_THE TASK_: Print the line containing "Place one point per instance of the green bud." and each line after it through the end, please, with nothing added.

_RECORDS PROVIDED_:
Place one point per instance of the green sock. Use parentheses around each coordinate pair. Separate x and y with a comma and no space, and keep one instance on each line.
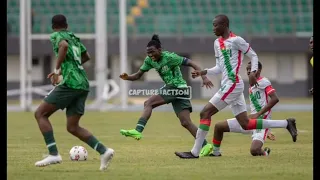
(141,124)
(50,142)
(96,145)
(204,143)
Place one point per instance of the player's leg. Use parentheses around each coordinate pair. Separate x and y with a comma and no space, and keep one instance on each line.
(52,102)
(214,106)
(153,102)
(183,108)
(258,139)
(250,124)
(74,112)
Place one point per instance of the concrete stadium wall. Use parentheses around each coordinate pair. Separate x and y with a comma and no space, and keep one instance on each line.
(284,63)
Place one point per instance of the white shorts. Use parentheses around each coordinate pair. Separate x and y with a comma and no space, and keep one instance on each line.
(257,134)
(260,134)
(230,94)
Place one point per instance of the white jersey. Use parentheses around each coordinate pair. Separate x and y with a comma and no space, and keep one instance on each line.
(259,96)
(229,56)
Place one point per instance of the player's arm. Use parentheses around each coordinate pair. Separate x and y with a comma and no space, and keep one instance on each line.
(85,56)
(216,70)
(273,100)
(190,63)
(245,47)
(134,76)
(62,53)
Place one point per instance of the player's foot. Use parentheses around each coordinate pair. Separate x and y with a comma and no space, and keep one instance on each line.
(215,154)
(50,159)
(271,136)
(267,151)
(186,155)
(206,150)
(106,159)
(291,127)
(131,133)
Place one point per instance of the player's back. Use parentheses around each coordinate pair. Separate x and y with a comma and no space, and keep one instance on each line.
(259,95)
(229,54)
(74,75)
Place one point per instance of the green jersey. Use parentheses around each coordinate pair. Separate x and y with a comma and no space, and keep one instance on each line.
(168,68)
(74,76)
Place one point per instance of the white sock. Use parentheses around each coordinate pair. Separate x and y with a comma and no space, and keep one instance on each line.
(201,135)
(234,126)
(274,123)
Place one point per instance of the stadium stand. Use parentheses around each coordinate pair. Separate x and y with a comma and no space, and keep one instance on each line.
(171,17)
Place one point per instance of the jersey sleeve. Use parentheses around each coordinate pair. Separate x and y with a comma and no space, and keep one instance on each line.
(83,48)
(146,65)
(266,84)
(56,39)
(175,60)
(215,46)
(242,45)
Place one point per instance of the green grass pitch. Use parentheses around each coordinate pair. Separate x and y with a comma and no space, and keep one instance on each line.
(152,158)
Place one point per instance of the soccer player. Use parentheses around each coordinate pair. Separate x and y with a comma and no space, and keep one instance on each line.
(311,60)
(229,50)
(260,106)
(71,93)
(167,64)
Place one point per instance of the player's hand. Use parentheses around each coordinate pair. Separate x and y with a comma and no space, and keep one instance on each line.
(254,116)
(271,136)
(207,83)
(253,80)
(54,78)
(195,73)
(124,76)
(311,91)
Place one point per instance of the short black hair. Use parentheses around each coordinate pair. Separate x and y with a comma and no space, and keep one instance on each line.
(59,21)
(259,64)
(155,41)
(224,18)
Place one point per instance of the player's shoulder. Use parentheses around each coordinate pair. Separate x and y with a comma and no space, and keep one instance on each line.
(168,53)
(147,59)
(263,81)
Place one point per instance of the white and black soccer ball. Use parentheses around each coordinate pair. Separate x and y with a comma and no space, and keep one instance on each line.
(78,153)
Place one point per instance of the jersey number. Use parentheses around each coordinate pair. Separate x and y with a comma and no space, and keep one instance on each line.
(257,94)
(77,55)
(230,52)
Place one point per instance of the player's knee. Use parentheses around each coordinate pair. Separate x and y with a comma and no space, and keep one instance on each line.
(147,103)
(219,127)
(38,114)
(72,129)
(255,151)
(185,123)
(204,114)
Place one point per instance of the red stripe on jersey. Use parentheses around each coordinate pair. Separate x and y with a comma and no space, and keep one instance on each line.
(247,49)
(238,66)
(228,92)
(265,134)
(269,89)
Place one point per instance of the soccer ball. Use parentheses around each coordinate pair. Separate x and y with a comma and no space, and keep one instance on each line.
(78,153)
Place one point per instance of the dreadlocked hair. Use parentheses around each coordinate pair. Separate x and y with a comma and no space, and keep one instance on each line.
(155,41)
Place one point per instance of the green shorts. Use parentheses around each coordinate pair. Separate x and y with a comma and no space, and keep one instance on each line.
(71,99)
(178,104)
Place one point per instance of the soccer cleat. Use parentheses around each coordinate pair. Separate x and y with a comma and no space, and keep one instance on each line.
(271,136)
(131,133)
(267,151)
(206,150)
(291,127)
(186,155)
(50,159)
(213,154)
(106,159)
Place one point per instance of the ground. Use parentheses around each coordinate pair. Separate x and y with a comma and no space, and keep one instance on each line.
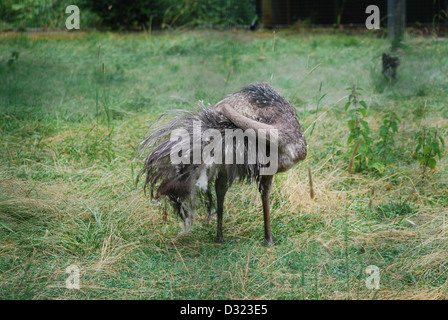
(74,107)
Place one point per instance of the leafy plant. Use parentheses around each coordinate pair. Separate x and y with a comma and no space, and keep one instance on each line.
(387,132)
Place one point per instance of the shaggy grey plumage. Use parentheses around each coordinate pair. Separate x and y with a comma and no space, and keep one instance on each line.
(181,183)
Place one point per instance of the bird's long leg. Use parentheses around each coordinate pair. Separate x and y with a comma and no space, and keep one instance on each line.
(265,191)
(221,187)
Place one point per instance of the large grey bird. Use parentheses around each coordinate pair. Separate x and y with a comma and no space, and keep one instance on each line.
(254,110)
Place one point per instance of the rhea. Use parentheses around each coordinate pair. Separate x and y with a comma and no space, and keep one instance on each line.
(257,108)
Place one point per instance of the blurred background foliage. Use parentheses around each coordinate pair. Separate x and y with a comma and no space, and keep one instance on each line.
(127,15)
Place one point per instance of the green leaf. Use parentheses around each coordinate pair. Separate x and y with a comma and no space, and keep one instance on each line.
(363,112)
(432,163)
(394,126)
(347,105)
(363,103)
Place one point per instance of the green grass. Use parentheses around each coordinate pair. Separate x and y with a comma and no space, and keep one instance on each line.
(69,132)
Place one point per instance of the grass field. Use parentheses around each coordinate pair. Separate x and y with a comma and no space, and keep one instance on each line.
(69,132)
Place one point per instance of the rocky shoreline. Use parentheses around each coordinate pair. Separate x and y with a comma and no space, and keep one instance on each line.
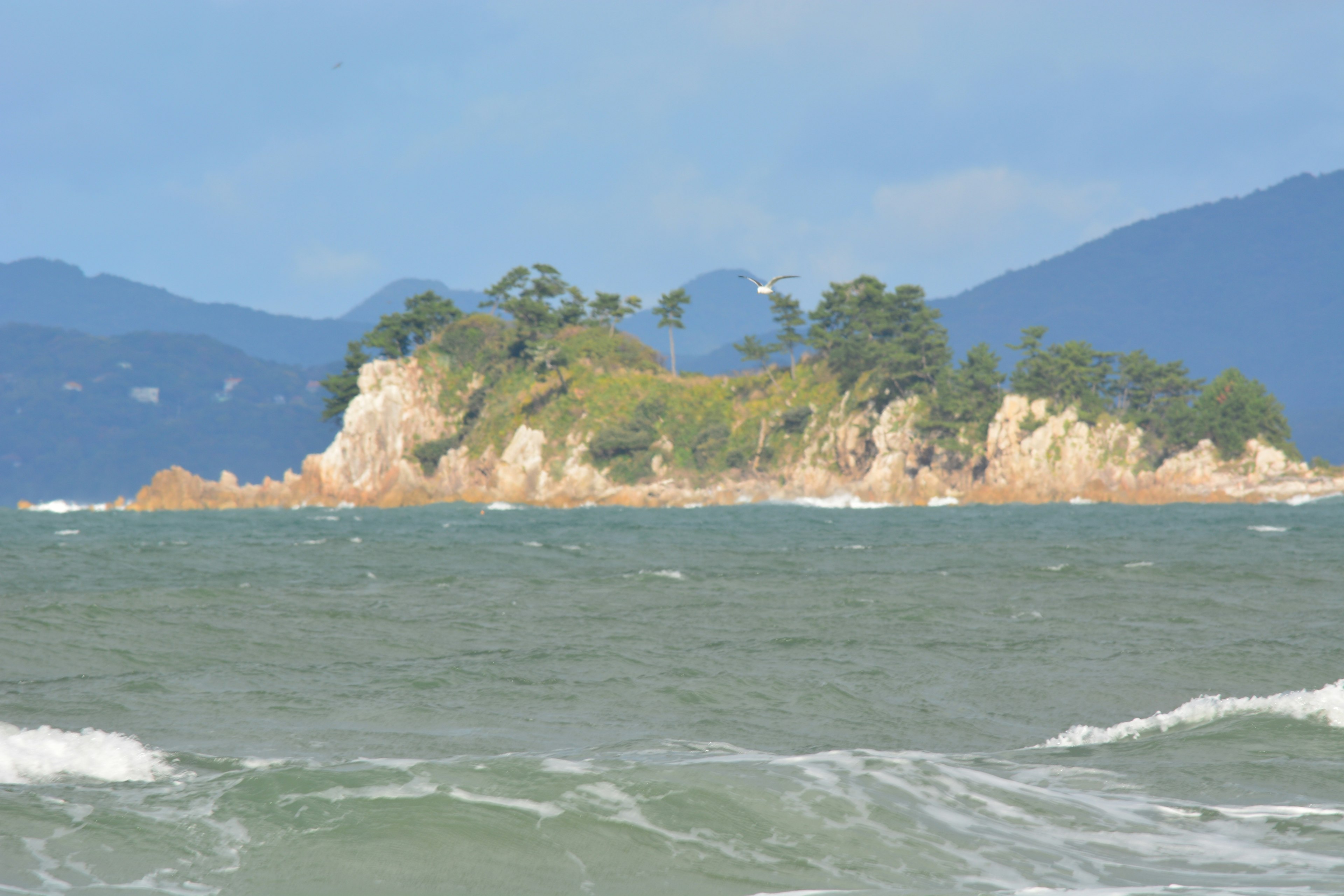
(851,453)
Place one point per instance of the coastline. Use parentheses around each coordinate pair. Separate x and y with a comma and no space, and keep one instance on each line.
(851,453)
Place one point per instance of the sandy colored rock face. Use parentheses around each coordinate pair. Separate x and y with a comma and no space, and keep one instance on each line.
(1030,456)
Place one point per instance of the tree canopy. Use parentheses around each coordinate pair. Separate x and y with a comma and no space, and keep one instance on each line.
(396,335)
(893,336)
(788,316)
(668,311)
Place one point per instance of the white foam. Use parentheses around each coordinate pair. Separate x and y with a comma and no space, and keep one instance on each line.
(1297,500)
(666,574)
(58,507)
(1326,706)
(839,502)
(413,789)
(40,754)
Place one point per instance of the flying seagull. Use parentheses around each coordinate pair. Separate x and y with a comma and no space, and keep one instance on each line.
(765,289)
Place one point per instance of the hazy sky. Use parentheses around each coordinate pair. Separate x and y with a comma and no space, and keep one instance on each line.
(214,149)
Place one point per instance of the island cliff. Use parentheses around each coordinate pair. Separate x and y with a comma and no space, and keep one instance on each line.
(424,429)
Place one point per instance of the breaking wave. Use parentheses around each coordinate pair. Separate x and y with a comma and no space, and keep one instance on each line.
(839,503)
(31,755)
(1326,706)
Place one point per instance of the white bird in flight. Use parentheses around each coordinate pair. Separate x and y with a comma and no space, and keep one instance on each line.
(765,289)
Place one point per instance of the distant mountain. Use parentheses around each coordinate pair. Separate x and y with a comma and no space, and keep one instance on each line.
(53,293)
(1254,282)
(723,309)
(393,299)
(88,418)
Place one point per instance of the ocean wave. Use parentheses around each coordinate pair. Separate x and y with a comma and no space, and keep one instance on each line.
(663,574)
(1324,706)
(33,755)
(1299,500)
(66,507)
(840,502)
(819,822)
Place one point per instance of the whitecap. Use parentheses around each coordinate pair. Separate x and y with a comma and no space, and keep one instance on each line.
(1299,500)
(839,502)
(1326,705)
(666,574)
(58,507)
(40,754)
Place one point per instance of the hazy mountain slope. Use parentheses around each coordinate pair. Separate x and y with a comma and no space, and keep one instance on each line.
(393,299)
(723,309)
(1254,282)
(94,442)
(51,293)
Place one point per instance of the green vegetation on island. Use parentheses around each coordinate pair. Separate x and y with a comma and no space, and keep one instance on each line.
(557,363)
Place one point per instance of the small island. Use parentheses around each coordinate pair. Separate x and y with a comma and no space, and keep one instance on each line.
(554,406)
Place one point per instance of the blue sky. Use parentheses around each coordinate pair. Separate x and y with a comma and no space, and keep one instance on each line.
(211,148)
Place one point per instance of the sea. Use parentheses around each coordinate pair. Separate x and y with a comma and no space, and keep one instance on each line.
(814,698)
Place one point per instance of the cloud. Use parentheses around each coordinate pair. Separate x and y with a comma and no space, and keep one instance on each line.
(320,262)
(987,205)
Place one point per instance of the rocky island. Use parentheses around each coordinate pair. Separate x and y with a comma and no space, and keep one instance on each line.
(555,407)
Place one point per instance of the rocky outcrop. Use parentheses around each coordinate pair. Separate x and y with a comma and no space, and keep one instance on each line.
(850,453)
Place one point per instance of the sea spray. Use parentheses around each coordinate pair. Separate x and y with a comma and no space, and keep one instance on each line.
(45,753)
(1326,705)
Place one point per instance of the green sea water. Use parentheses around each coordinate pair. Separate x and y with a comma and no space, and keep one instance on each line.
(761,699)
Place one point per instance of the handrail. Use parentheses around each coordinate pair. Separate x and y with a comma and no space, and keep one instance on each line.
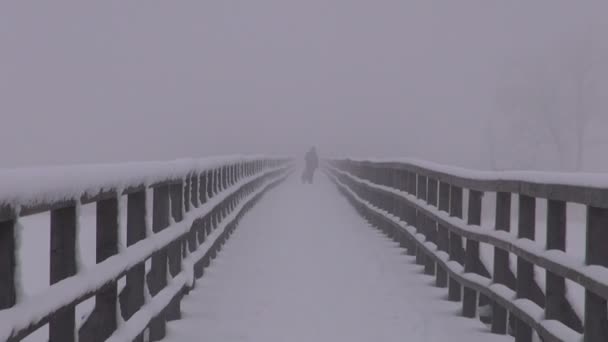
(422,209)
(194,207)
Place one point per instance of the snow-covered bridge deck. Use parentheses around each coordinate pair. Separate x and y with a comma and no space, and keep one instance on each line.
(303,266)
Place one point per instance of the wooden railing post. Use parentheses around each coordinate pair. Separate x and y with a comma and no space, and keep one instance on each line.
(443,239)
(556,239)
(431,225)
(596,312)
(103,320)
(469,300)
(8,258)
(132,296)
(419,221)
(63,265)
(173,311)
(456,249)
(157,277)
(525,269)
(501,260)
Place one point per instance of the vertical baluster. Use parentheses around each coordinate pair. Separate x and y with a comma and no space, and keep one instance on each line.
(596,314)
(102,322)
(556,239)
(419,221)
(455,244)
(525,269)
(8,255)
(174,253)
(210,185)
(157,277)
(501,260)
(63,265)
(469,301)
(443,239)
(132,296)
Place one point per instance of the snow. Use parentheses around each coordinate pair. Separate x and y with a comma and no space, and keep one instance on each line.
(583,179)
(136,324)
(572,267)
(503,294)
(28,186)
(32,309)
(303,266)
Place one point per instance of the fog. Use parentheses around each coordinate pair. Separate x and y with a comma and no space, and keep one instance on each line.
(478,83)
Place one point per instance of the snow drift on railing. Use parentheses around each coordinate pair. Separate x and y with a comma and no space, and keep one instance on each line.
(25,186)
(582,179)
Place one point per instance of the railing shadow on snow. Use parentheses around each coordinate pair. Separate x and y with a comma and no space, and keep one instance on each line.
(420,205)
(194,204)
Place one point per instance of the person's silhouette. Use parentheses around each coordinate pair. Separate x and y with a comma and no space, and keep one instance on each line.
(312,163)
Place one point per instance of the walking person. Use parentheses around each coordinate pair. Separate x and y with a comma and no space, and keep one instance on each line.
(312,163)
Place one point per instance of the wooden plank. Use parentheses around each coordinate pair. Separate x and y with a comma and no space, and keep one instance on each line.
(596,312)
(174,250)
(157,277)
(455,245)
(103,320)
(443,239)
(8,255)
(525,269)
(63,265)
(501,260)
(469,301)
(132,296)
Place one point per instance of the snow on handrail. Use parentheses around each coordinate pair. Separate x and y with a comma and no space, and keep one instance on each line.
(411,191)
(592,277)
(233,181)
(524,309)
(36,189)
(580,187)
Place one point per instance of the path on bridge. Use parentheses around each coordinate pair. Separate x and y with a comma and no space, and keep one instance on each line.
(303,266)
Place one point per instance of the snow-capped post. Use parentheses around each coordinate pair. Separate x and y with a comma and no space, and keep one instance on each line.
(174,253)
(456,249)
(411,189)
(471,260)
(187,190)
(525,269)
(501,260)
(103,320)
(443,238)
(8,259)
(432,224)
(202,187)
(596,309)
(419,219)
(555,294)
(133,292)
(63,265)
(224,177)
(194,190)
(210,186)
(157,276)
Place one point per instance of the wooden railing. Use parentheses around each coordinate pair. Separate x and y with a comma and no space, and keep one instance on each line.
(195,205)
(421,206)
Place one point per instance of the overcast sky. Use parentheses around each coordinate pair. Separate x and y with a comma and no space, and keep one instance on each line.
(115,80)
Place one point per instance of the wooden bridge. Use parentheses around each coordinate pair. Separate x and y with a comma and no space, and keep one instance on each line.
(158,226)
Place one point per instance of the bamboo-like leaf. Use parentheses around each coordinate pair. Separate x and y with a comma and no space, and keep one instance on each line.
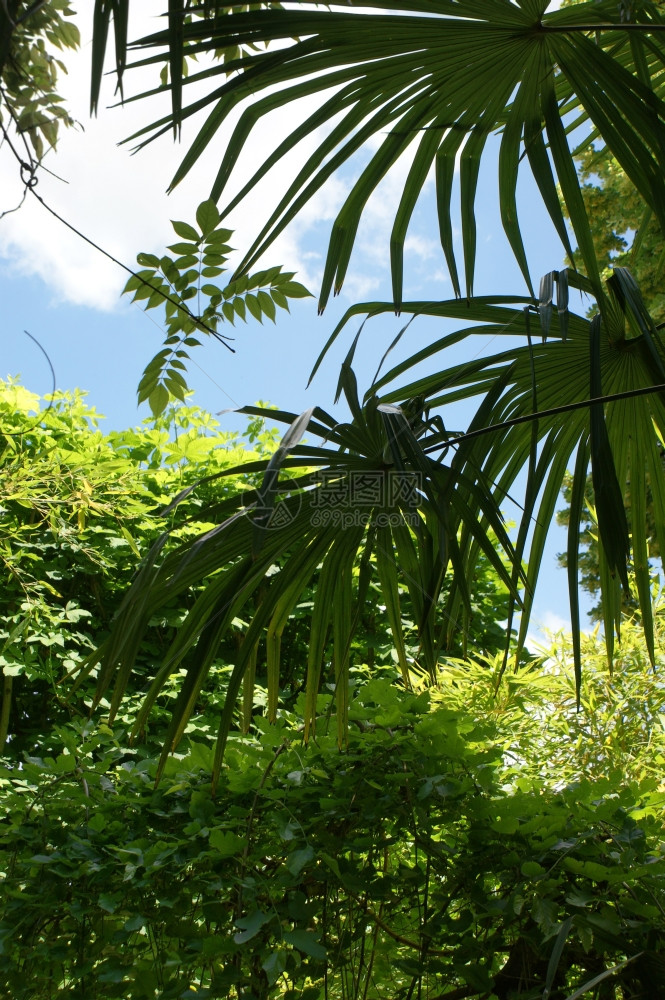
(443,74)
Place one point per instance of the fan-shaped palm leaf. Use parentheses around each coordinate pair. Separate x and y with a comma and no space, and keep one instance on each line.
(437,77)
(351,508)
(623,355)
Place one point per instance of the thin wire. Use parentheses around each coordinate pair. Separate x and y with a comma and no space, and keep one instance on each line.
(30,180)
(552,412)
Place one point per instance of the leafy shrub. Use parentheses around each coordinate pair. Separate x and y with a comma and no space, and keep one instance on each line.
(462,845)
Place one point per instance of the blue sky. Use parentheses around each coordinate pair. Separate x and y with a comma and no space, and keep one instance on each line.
(67,295)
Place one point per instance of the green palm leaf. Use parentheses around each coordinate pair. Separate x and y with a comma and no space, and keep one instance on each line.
(622,354)
(436,77)
(405,532)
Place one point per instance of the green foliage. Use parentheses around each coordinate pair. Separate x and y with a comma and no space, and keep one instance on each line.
(438,79)
(182,282)
(29,70)
(78,509)
(624,229)
(456,847)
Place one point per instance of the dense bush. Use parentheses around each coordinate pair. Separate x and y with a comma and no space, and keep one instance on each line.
(462,845)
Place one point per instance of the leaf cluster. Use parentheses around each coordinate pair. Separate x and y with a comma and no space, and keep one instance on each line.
(194,304)
(78,509)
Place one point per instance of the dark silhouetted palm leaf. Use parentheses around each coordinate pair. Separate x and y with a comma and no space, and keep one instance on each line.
(437,77)
(351,513)
(625,354)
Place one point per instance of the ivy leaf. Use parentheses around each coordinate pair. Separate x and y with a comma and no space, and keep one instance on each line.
(306,941)
(207,216)
(250,925)
(186,231)
(158,400)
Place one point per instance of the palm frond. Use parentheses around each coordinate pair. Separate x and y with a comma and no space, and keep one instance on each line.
(442,76)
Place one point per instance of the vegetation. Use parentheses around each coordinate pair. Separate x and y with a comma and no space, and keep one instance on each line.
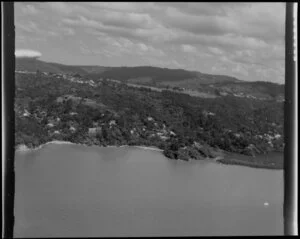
(55,107)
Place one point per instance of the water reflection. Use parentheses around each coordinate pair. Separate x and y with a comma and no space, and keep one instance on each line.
(69,190)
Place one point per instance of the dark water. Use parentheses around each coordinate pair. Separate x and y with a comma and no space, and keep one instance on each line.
(70,191)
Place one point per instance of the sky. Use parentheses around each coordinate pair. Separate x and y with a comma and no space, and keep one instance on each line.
(244,40)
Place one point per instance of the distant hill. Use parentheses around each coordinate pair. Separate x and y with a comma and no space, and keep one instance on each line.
(25,64)
(163,77)
(154,75)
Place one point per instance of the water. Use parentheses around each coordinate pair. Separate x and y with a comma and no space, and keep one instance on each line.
(77,191)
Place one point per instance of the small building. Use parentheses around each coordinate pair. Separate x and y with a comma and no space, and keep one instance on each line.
(112,122)
(149,118)
(277,136)
(26,113)
(73,129)
(50,125)
(93,131)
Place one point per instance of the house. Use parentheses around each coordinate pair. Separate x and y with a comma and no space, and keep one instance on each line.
(94,131)
(277,136)
(149,118)
(50,125)
(26,113)
(112,122)
(73,129)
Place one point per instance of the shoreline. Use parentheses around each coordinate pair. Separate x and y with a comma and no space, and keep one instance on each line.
(229,160)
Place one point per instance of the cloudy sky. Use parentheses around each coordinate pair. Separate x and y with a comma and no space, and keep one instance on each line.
(245,40)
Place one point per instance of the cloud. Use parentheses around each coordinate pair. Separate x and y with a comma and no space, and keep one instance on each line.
(27,53)
(244,39)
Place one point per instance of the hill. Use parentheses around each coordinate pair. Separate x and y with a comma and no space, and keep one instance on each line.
(164,78)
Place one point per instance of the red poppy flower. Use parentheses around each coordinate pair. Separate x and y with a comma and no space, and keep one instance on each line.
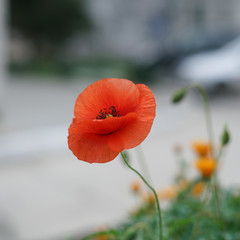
(110,115)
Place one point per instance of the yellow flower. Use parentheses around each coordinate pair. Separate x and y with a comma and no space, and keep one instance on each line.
(202,148)
(206,166)
(197,189)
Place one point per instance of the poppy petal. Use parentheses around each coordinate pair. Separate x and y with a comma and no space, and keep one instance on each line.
(130,136)
(120,93)
(103,126)
(89,147)
(136,131)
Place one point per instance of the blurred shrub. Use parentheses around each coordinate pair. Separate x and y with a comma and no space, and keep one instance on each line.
(48,24)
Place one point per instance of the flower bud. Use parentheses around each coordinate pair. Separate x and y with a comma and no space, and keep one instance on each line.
(225,136)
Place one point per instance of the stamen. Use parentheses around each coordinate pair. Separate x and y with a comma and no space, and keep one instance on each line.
(106,113)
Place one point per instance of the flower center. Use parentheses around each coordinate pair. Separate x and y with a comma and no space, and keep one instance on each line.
(106,113)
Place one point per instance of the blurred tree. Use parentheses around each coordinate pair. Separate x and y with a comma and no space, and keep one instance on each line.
(48,23)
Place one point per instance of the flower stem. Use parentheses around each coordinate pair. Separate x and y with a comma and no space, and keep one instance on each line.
(155,195)
(207,113)
(211,140)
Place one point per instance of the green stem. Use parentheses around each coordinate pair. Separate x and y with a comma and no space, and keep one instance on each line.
(207,113)
(211,140)
(155,195)
(142,163)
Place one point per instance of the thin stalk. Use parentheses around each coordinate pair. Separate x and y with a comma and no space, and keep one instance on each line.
(207,112)
(155,195)
(142,163)
(210,134)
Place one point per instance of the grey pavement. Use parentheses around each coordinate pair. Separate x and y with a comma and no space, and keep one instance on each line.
(46,193)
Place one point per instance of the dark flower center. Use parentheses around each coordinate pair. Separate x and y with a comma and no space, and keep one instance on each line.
(106,113)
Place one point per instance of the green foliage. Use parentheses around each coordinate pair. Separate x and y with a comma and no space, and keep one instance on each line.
(186,218)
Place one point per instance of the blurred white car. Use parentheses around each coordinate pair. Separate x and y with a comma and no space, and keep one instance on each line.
(213,68)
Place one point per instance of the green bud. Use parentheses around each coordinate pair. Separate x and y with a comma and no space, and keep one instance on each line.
(225,136)
(179,95)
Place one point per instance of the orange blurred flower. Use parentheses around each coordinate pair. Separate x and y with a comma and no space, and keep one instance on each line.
(110,115)
(206,166)
(198,189)
(202,148)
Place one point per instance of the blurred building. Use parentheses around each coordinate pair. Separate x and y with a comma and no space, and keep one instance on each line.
(3,37)
(141,30)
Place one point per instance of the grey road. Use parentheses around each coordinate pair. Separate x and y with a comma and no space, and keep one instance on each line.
(46,193)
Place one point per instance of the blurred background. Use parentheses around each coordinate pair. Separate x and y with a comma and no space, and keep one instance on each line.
(50,50)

_RESPONSE TO THIS TASK_:
Place one point per instance of the green bud. Use parentheses around each coordinate pair. Separate x and y with a comma and no space, and keep one instance on each line.
(225,136)
(179,95)
Place one point per instance of the orange blurred flower. Use parentheses around each coordinate pair. Separate x and y with a comma and no space, and keep one instance on each line.
(110,115)
(206,166)
(198,189)
(202,148)
Place one point per instance of the blurred building. Use parentheses around each coordinate pair. Separate x and y with a comma and no space, and keep one instance on each line.
(3,37)
(141,30)
Place one point per instance of the grey road. Use parentheses around each coordinate pair. Separate x and y with a comma and no space, and keep one instance on each line.
(46,193)
Place one point per instance of the blurred background. Use parentheses around each coordinate pair. Separate x and y with a comma and no space, and keep one instance on each line.
(50,50)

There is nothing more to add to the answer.